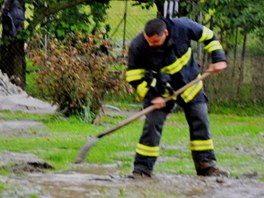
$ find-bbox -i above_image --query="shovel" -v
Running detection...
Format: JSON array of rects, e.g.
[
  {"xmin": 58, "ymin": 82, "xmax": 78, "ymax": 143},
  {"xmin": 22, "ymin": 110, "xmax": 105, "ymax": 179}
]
[{"xmin": 75, "ymin": 70, "xmax": 210, "ymax": 163}]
────────
__Short problem__.
Reproduce the records above line for line without changing anything, and omit the pictures from your answer.

__Solution to the exercise__.
$ find-bbox -i above_image --query="shovel" -v
Running detection...
Format: JSON array of rects, e.g.
[
  {"xmin": 58, "ymin": 82, "xmax": 78, "ymax": 143},
  {"xmin": 22, "ymin": 110, "xmax": 105, "ymax": 179}
]
[{"xmin": 75, "ymin": 70, "xmax": 210, "ymax": 163}]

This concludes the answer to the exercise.